* [EXERCISE DESCRIPTION]
Below are some records; return each one exactly.

[Stored dataset items]
——
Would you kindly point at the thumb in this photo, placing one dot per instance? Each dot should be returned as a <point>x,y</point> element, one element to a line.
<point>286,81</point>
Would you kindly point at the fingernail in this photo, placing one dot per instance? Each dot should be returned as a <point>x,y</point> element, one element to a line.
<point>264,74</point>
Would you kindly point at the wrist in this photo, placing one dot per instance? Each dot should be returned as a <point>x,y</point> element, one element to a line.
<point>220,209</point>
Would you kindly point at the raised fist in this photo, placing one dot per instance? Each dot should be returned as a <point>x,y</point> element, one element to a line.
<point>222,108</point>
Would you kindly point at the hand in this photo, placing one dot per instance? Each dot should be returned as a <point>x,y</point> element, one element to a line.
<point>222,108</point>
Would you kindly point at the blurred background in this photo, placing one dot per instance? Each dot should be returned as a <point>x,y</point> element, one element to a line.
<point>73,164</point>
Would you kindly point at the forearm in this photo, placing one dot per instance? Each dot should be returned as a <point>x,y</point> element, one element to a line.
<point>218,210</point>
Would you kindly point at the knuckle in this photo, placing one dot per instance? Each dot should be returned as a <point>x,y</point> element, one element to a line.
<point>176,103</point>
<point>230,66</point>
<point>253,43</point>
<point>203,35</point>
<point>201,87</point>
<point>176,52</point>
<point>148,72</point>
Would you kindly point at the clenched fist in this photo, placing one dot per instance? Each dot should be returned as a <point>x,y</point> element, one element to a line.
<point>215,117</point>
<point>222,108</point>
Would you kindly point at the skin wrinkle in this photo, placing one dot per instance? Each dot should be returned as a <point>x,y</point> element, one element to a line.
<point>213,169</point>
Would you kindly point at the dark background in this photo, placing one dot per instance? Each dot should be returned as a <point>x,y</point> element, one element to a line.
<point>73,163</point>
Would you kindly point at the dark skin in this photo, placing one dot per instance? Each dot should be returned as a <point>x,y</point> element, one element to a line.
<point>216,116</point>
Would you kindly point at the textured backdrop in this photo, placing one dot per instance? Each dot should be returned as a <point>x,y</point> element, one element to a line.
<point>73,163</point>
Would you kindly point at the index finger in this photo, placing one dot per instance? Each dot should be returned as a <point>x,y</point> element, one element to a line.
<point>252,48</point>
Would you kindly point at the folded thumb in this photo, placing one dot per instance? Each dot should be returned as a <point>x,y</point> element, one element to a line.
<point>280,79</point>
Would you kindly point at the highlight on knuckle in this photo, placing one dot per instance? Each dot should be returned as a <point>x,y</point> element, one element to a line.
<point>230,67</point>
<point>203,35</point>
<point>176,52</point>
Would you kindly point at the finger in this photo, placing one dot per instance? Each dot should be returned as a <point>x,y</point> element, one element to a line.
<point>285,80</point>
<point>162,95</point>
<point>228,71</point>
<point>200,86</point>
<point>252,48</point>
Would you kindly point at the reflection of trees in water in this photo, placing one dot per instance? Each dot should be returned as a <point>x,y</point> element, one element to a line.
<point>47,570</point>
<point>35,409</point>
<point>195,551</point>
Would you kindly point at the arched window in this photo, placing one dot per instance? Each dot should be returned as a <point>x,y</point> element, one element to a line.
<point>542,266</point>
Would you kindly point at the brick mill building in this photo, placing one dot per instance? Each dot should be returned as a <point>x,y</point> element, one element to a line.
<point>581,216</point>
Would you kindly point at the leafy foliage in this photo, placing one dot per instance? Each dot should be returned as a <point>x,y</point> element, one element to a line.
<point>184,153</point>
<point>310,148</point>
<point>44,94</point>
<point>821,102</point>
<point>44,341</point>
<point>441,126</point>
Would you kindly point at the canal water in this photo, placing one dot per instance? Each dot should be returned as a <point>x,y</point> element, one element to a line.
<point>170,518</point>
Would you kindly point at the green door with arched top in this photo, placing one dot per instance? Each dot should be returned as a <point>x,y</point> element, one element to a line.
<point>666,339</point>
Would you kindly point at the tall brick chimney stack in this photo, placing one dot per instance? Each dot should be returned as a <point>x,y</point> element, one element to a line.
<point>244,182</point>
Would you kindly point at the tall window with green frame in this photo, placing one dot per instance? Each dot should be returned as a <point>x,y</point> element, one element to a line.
——
* [SOLUTION]
Would you kindly point at the thumb in this photo, placing one dot per instance? Each dot should be returned as a <point>x,y</point> element, one element to a line.
<point>286,81</point>
Would you kindly point at the fingernail in this photo, placing one dot per instance? Each dot should be returned as a <point>x,y</point> element, one element to a line.
<point>264,74</point>
Would you kindly point at the wrist in this photo, placing one dot per instance? Each dot should be returned as a <point>x,y</point> element, one element to a line.
<point>220,209</point>
Would you kindly point at the raised fist in this photo, placing one dot per instance? Each dot should be returned as a <point>x,y</point> element, one element to a line.
<point>222,108</point>
Would you kindly point at the hand in this photo, placing one dot per instance? Each dot should be returned as a <point>x,y</point> element, one element to a line.
<point>222,108</point>
Would you kindly point at the blurred background in this photo, placing one dot per instance? Each dot should be returned as a <point>x,y</point> element, one element to a line.
<point>73,164</point>
Would you kindly point at the forearm in this photo, placing one dot per instance? Each dot should be returned as a <point>x,y</point> element, one element to a line.
<point>218,210</point>
Would you kindly point at the knuckle in this photo, placing one dot per instance? Each dot should be returned as a <point>x,y</point> element, one element to a line.
<point>176,103</point>
<point>230,66</point>
<point>253,43</point>
<point>203,35</point>
<point>201,87</point>
<point>176,52</point>
<point>148,72</point>
Would you kindly point at the clenched fist in this photo, placing one dot per instance? Each dot should be returned as a <point>x,y</point> element, one element to a line.
<point>215,117</point>
<point>222,108</point>
Would you kindly point at the skin wrinkle in this photo, placing one dot per instance? Each dot should be returned as a <point>x,y</point> element, one element to a line.
<point>213,169</point>
Would you kindly point at the dark background in this photo, placing one dot per instance? Each dot should be returned as a <point>x,y</point> element, one element to a line.
<point>73,163</point>
Would you kindly point at the dark skin in this photo, placing one dot per instance? Each dot should be returned as a <point>x,y</point> element, one element to a line.
<point>216,116</point>
Would you kindly point at the textured backdrop in this photo, placing one dot per instance? Each dot should be returned as a <point>x,y</point> element, one element to a line.
<point>73,163</point>
Would you kindly point at the index finger in this photo, placing one dot per instance? Each dot should be returned as a <point>x,y</point> element, one element to a line.
<point>252,48</point>
Would you kindly point at the folded thumb in this photo, placing one dot per instance? Each dot should be returned as a <point>x,y</point> element, one element to a line.
<point>280,79</point>
Would you kindly point at the highlight on knuckle in this photo, placing one dot per instance? Each dot should be returned as a <point>x,y</point> element, one element to a line.
<point>230,67</point>
<point>203,35</point>
<point>176,52</point>
Would you kindly point at the finger in this photo, placing one dot per instance? Each dot should be returned as a <point>x,y</point> element, one element to a line.
<point>285,80</point>
<point>162,95</point>
<point>228,71</point>
<point>200,86</point>
<point>252,48</point>
Would you kindly point at the reflection of trees in water in this photo, placing one dot per instance? Each dot should be returned as a <point>x,y</point> element, one element to a line.
<point>47,570</point>
<point>35,409</point>
<point>195,551</point>
Would you kindly point at the arched window in this photo, placing one dot per instance? Each dot should be returned as a <point>x,y</point> element, one element to a line.
<point>542,266</point>
Would you kindly point at the brick mill building in this photo, placing one dot per instance? Each dot should be returned as a <point>x,y</point> element, one element to a line.
<point>581,216</point>
Would you kindly point at the leafy foliage in this photo, placing one dot per instance? Each dot should be returned as a <point>x,y</point> element, one element to a line.
<point>184,153</point>
<point>310,148</point>
<point>44,94</point>
<point>821,102</point>
<point>44,341</point>
<point>441,126</point>
Would you kindly point at the canal water in this photo, placing one dot per instance? Each dot should be returned as a <point>x,y</point> element, one element to a line.
<point>170,518</point>
Would you kindly point at the green door with arched top in this photo, placing one dot per instance? Each dot should be returned as a <point>x,y</point> element, one element to a line.
<point>666,339</point>
Would you kindly point at the tall brick chimney stack in this photo, placing one dot per instance? Each dot should be returned as a <point>x,y</point> element, one element to a line.
<point>244,182</point>
Would you kindly point at the tall window with green frame in this photo, placing one dot per instance? Each dot should be returned as a <point>x,y</point> element, one element to a line.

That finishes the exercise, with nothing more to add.